> **EXERCISE TEXT**
'''
Seasonal Affective Disorder
In its most common form, SAD is a serious depression that recurs each year at the same time, starting in the fall or winter, and ending in the spring. Some of the symptoms typical of depression are sadness, anxiety, irritability, inability to concentrate, withdrawal into solitude and loss of interest in life. Other symptoms are unusual sleep patterns, increased appetite and weight gain. Lethargy (feeling extremely tired) is such an important feature of the disorder that the term “Seasonal Energy Syndrome” has been proposed.
A sunny disposition, by definition, is a happy one, and a wintry atmosphere is cheerless. Many people become somewhat sluggish or gloomy as the days grow short; the annals of the Far North tell repeatedly of cabin fever in the winter and elation under the midnight sun. For some, the winter mood change is clinical depression. . It was first noticed long ago, but had no accepted name until the early 1980s, when researchers at the National Institute of Mental Health began to call it Seasonal Affective Disorder (SAD).
People with SAD not only experience symptoms of depression, but often have a leaden feeling in their arms and legs, cravings for carbohydrates, an increase in weight, and an increase in the amount of food eaten. Unlike typical depression, people with SAD tend to increase the amount they sleep.
'''
> **STUDY QUESTIONS**
1. According to the text on seasonal affective disorder, what name has been proposed for the disorder because of how important lethargy is to it?
2. Resume the text on seasonal affective disorder after its final sentence and continue it.
The data after this point is separate material, unrelated to the text on seasonal affective disorder.

> **DATASET EXCERPTS**
'''
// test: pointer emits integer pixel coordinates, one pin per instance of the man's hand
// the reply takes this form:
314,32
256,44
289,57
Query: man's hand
'''
> **ANSWERS TO THE TASKS**
1. "Seasonal Energy Syndrome"

2.
More than three-quarters of all sufferers are women, and most are in their 20s, 30s and 40s. People are slightly more likely to have SAD if a family member has it. High rates of nonseasonal depression and alcoholism are also found in these families.
People who suffer from SAD experience a predictable pattern: the downturn typically begins as daylight hours dwindle in the fall; symptoms become more severe in January or February, and then symptoms lift as the Vernal Equinox approaches.
The prevalence of SAD increases as you head north from the equator. Studies indicate that about 1 or 2 percent of all people who live in Florida suffer from the disorder, compared with more than 5 percent in Maryland and a fully 10 percent in New Hampshire.
Taken together, the twin trends of season and latitude strongly suggest a link between SAD and short periods of daylight.
Four to 9% of people have SAD with almost 20% of people experiencing some symptoms of the disorder.
In people who suffer from SAD, the short daylight hours of winter seem to play havoc with the body’s clock, somehow upsetting their circadian or normal biological rhythms that influence sleepiness, hunger and other physiological and psychological functions. There are three main theories to explain this disruption:
Melatonin. Most researchers have focused on this hormone, which reaches its highest blood levels between dusk and dawn. It may be that SAD stems from an overproduction of melatonin during the long winter nights. This theory is supported by studies showing that effective light therapy stops the flow of melatonin. Recently, news reports have suggested that taking melatonin pills might actually relieve SAD, but this has not yet been proven.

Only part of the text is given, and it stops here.